== Study questions ==
1. In the genomic medicine article, reproduce the stretch from "Thyagarajan is director" through "very big way?", swapping "exquisite" for "remarkable".
2. Condense the paragraph of the genomic medicine article that begins "What is genomic medicine?" into a shorter version that keeps its main facts.

== Excerpted passage ==

The human genome is poised to reshape clinical medicine
Time passages are marked in our DNA. Since the completion of the Human Genome Project (HGP) was announced 20 years ago, each of us has acquired, on average, about 60 single-letter DNA mutations, a low rate compared to other species. Most are not important. Genetic changes that are important to our well-being, whether we acquired them since 2003, since we were born, or inherited them from our parents, are less and less able to stay concealed. That is HGP’s enduring legacy and a springboard for genomic medicine.
What is genomic medicine? The National Human Genome Research Institute (NHGRI) defines it as an emerging medical discipline that involves using genomic information about people as part of their clinical care. Although genomic medicine is already making its mark in the fields of cancer, rare and infectious diseases, pharmacogenomics, and prenatal testing, LMP professor Bharat Thyagarajan and his colleagues are determined to expedite its broader use in the clinic.
Thyagarajan is director of the department’s Advanced Research and Diagnostic Laboratory (ARDL). The timing of ARDL’s Genomics Core initiative, which Thyagarajan leads, is auspicious for at least three reasons:
- The power of long-read DNA sequencing to identify structural changes in our genome and measure our exposure to environmental risks, which is ARDL’s current focus
- Our ability to penetrate and analyze single cells and their regulatory networks in exquisite molecular detail, a major advance over bulk cell averaging for identifying drug targets, and
- Generative artificial intelligence or generative AI being brought to bear on the information pathways and networks of the human body, aiding disease diagnosis, therapy, and prevention.
Does all this mean we’ve reached a tipping for genomic medicine, that soon it will enter patient care and healthcare more broadly in a very big way?

== Stored data entries ==
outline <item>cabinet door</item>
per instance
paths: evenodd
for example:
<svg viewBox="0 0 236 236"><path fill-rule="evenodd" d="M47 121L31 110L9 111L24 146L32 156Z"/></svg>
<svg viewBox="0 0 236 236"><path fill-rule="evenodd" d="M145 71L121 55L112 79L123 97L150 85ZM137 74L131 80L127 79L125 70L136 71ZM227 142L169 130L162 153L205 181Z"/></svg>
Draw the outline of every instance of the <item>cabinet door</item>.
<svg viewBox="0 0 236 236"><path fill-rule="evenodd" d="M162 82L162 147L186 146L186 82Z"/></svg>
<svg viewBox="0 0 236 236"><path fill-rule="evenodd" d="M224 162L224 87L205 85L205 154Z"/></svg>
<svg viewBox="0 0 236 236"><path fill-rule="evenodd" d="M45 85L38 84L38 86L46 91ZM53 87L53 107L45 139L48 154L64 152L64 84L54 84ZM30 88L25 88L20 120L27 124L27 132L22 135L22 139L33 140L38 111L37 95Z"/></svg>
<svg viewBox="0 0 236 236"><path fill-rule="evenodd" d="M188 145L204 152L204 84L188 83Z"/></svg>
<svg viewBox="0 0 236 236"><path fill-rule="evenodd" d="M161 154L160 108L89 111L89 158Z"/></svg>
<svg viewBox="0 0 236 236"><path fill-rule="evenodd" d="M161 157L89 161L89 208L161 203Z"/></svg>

== Activity answers ==
1.
Thyagarajan is director of the department’s Advanced Research and Diagnostic Laboratory (ARDL). The timing of ARDL’s Genomics Core initiative, which Thyagarajan leads, is auspicious for at least three reasons:
- The power of long-read DNA sequencing to identify structural changes in our genome and measure our exposure to environmental risks, which is ARDL’s current focus
- Our ability to penetrate and analyze single cells and their regulatory networks in remarkable molecular detail, a major advance over bulk cell averaging for identifying drug targets, and
- Generative artificial intelligence or generative AI being brought to bear on the information pathways and networks of the human body, aiding disease diagnosis, therapy, and prevention.
Does all this mean we’ve reached a tipping for genomic medicine, that soon it will enter patient care and healthcare more broadly in a very big way?

2. The National Human Genome Research Institute (NHGRI) defines genomic medicine as an emerging discipline that uses people's genomic information in their clinical care. It is already used in cancer, rare and infectious diseases, pharmacogenomics, and prenatal testing. LMP professor Bharat Thyagarajan and his colleagues aim to speed its broader use in the clinic.